-- Start --

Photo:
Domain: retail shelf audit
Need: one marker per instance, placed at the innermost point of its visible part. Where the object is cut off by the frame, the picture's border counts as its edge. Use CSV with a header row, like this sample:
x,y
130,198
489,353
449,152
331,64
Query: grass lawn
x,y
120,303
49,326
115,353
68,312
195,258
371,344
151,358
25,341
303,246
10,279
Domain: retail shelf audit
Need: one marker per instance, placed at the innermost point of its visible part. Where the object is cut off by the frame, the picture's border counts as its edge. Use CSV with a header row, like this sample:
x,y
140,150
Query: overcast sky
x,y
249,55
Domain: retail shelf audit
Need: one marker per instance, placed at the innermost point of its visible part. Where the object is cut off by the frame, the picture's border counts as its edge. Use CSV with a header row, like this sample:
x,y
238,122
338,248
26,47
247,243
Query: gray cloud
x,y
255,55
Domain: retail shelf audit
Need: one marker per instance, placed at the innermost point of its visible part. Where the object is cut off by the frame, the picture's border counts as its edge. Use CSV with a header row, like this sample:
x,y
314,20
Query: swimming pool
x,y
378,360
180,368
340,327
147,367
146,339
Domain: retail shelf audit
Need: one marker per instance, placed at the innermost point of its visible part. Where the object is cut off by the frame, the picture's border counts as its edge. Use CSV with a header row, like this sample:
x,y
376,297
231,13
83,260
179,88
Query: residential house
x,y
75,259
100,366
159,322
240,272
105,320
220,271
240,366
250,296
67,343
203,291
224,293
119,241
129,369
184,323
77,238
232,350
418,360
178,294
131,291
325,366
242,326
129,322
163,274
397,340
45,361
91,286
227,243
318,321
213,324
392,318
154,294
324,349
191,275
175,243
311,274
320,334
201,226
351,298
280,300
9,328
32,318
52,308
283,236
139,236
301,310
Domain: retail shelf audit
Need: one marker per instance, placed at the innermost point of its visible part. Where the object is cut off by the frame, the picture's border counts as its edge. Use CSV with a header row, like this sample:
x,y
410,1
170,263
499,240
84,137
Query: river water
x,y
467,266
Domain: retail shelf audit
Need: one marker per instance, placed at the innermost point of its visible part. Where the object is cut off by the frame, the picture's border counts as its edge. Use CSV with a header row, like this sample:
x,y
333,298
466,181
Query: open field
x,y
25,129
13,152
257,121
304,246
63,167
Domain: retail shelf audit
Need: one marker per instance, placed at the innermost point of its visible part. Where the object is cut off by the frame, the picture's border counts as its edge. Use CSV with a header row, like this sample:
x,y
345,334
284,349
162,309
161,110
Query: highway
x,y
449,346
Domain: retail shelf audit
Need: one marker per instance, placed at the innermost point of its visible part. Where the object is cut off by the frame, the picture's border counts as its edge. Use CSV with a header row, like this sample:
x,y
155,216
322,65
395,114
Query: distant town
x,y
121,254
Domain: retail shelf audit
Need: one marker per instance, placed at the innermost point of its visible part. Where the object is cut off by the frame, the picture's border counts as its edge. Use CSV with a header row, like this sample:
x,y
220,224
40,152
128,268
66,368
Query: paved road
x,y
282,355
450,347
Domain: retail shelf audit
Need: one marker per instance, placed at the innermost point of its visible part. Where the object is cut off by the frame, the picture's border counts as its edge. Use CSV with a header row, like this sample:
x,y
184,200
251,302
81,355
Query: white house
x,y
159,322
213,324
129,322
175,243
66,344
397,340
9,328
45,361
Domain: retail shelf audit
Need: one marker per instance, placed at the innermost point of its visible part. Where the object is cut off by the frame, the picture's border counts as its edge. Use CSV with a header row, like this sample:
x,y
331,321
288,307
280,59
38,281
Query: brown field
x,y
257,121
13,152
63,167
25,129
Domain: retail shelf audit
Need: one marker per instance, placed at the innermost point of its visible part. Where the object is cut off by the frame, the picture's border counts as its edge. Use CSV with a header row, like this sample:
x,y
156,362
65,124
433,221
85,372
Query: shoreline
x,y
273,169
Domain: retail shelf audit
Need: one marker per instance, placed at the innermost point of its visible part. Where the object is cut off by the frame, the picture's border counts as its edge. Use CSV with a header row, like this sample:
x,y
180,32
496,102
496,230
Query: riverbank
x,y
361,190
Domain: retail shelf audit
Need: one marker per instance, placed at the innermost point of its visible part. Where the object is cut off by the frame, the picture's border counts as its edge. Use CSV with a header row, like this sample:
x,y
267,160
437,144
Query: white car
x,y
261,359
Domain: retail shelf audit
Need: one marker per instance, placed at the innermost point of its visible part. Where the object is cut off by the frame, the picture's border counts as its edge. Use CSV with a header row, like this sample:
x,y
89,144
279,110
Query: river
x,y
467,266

-- End --
-- Start --

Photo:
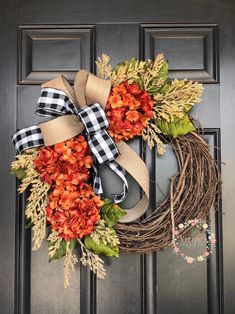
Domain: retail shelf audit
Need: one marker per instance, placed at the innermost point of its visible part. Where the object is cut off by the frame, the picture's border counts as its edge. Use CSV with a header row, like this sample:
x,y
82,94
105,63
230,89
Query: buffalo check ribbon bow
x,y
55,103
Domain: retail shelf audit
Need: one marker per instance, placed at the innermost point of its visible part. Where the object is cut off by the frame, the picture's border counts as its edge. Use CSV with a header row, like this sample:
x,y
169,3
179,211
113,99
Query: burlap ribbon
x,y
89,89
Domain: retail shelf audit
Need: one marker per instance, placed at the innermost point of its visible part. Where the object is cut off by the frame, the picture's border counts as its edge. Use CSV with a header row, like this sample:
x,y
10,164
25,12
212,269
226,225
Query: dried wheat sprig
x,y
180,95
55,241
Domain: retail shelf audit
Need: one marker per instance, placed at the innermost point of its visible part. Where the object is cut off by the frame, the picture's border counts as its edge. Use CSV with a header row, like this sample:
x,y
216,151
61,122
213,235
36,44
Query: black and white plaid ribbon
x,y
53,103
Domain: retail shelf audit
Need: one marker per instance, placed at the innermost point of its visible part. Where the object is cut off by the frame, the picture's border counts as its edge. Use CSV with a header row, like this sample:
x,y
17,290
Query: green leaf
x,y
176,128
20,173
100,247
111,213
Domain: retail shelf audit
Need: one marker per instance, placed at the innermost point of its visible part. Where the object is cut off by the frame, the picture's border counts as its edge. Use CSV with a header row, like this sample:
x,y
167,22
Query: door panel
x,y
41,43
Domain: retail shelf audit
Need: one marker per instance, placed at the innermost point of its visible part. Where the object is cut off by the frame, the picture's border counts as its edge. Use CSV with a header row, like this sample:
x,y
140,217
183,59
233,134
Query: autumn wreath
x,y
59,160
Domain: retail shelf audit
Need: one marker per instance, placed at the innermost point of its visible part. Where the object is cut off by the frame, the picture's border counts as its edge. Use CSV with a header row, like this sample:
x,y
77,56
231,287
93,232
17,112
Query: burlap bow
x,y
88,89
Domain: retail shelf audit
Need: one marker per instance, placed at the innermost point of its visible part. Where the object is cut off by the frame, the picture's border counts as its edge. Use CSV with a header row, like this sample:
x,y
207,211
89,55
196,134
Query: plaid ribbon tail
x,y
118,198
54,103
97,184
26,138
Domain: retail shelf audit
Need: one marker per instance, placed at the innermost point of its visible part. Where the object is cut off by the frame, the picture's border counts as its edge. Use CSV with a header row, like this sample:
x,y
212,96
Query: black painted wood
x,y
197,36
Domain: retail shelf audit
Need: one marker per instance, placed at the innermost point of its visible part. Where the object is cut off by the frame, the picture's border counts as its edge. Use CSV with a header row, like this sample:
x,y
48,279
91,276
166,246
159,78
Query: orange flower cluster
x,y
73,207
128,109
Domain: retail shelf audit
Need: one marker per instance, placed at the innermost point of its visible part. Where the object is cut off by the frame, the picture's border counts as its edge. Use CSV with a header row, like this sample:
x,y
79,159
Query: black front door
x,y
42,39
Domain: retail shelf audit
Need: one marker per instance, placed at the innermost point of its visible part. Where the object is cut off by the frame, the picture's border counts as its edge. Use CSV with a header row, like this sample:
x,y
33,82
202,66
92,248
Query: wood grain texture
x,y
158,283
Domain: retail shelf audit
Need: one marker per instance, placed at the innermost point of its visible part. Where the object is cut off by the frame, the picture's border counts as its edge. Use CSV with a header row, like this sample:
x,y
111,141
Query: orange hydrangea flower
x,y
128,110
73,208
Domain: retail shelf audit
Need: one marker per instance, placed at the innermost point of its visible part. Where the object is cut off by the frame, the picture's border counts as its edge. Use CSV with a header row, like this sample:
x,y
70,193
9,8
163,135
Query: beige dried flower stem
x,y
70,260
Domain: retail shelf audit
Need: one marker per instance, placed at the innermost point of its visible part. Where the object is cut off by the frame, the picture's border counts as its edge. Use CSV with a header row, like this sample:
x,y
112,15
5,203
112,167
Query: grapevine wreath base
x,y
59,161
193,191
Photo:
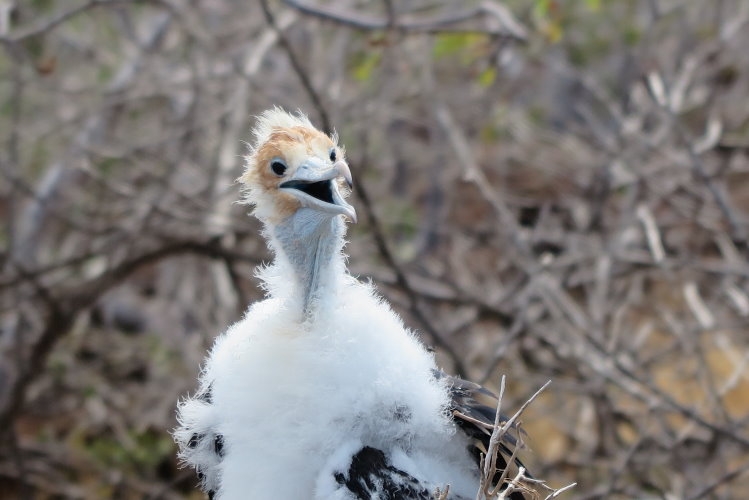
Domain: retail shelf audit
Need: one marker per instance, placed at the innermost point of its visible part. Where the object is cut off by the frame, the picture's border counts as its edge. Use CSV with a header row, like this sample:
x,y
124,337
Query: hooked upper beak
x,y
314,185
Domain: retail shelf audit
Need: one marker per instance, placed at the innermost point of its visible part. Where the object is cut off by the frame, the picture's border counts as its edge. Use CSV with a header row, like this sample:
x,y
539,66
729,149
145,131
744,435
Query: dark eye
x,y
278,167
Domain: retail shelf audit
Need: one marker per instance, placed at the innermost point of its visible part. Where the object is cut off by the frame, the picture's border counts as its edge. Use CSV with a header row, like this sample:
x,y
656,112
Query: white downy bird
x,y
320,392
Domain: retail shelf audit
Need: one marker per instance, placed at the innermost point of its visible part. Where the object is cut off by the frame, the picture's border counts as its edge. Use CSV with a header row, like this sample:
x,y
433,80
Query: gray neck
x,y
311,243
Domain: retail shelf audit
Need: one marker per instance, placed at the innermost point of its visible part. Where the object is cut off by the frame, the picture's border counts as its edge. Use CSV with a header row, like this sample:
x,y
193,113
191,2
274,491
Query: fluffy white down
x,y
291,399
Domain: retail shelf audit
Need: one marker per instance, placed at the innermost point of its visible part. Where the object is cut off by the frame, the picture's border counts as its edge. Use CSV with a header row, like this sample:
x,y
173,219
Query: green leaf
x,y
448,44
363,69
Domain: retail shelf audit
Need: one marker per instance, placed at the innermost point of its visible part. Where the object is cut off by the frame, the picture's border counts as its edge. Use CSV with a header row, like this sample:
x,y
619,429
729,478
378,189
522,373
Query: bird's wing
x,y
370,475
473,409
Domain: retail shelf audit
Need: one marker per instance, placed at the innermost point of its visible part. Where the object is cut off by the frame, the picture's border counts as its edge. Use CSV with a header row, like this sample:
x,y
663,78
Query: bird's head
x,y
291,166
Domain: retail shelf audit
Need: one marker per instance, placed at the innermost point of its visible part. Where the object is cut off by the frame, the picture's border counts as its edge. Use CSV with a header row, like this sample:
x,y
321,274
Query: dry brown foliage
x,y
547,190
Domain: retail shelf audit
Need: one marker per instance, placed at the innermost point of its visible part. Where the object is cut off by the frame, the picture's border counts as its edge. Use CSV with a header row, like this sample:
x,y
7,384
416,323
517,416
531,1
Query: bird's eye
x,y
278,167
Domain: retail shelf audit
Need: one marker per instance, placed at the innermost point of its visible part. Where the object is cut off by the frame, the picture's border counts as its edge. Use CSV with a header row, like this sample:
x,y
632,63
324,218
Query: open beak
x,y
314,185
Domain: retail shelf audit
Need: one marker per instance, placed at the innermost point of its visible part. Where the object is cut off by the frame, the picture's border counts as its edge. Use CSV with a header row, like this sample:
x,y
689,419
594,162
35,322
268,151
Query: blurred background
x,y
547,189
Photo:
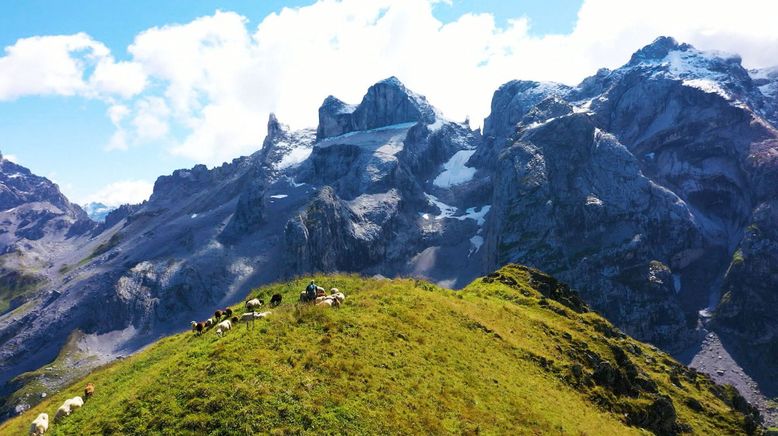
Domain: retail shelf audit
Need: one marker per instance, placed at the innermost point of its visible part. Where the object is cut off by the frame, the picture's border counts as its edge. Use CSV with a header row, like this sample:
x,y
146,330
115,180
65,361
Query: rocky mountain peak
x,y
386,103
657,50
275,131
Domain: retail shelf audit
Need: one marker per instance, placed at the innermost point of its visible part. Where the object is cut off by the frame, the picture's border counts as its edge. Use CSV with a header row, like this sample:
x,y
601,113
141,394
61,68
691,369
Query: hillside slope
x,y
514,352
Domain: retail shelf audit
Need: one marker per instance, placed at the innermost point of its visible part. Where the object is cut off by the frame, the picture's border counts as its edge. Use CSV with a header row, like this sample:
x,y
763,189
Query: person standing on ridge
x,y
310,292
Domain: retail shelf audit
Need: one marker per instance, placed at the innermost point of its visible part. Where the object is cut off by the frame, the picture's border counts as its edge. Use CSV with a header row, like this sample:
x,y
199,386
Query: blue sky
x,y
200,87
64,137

-- End --

■ Stated exercise ■
Return every line in the entries above that contains the word "wood".

■ Problem solution ■
Query: black painted wood
Query: wood grain texture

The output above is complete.